## WRITTEN PROBLEM 1
List every role or title that the longlist announcement gives for Kate Williams.
## WRITTEN PROBLEM 2
According to the longlist announcement, where are Silvie and her parents living?

## SOURCE PASSAGE

===

GHOST WALL is longlisted for the Women's Prize for Fiction 2019
We are thrilled to announce that GHOST WALL - the sixth novel by Sarah Moss ('one of our very best contemporary novelists' - Independent) has been longlisted for the Women's Prize for Fiction 2019! Chaired by Professor Kate Williams author, historian and Professor of History, the 2019 judging panel whittled down 163 entries to a longlist of sixteen, spanning both new and well-established writers and a range of genres, including seven debut novels.
‘The discussion amongst the judges was passionate and there were some really tough choices to make’, commented Professor Kate Williams, Chair of Judges. ‘I am thrilled to share this longlist – sixteen incredible books by a diverse group of women, from the UK and countries across the world, all brilliant stories that sweep you into another world. Each of them have been a privilege to read, and they have taken us into places a million miles from each other, exploring the lives of women and men in so many different but utterly compelling ways.’
Teenage Silvie and her parents are living in a hut in Northumberland as an exercise in experimental archaeology. Her father is a difficult man, obsessed with imagining and enacting the harshness of Iron Age life. Haunting Silvie’s narrative is the story of a bog girl, a young woman sacrificed by those closest to her, and the landscape both keeps and reveals the secrets of past violence and ritual as the summer builds to its harrowing climax.

===

## MATERIAL PROVIDED

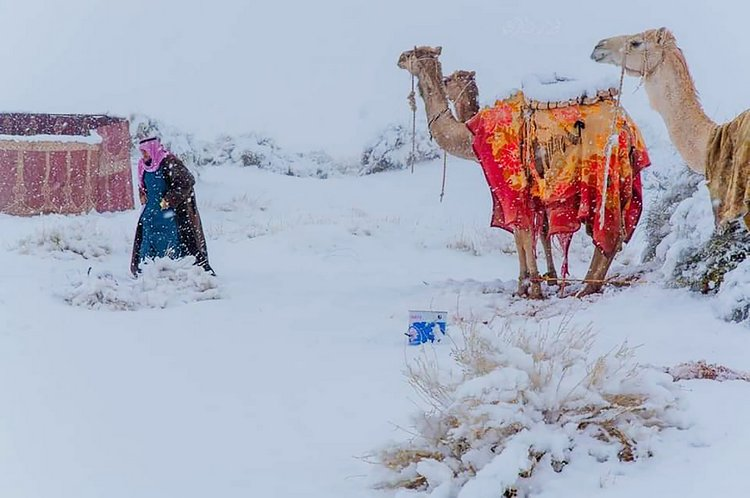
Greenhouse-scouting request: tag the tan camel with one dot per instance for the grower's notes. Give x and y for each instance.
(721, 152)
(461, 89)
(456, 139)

===

## WORKED ANSWER 1
- Author
- Historian
- Professor of History
- Chair of Judges (chair of the 2019 judging panel)

## WORKED ANSWER 2
In a hut in Northumberland.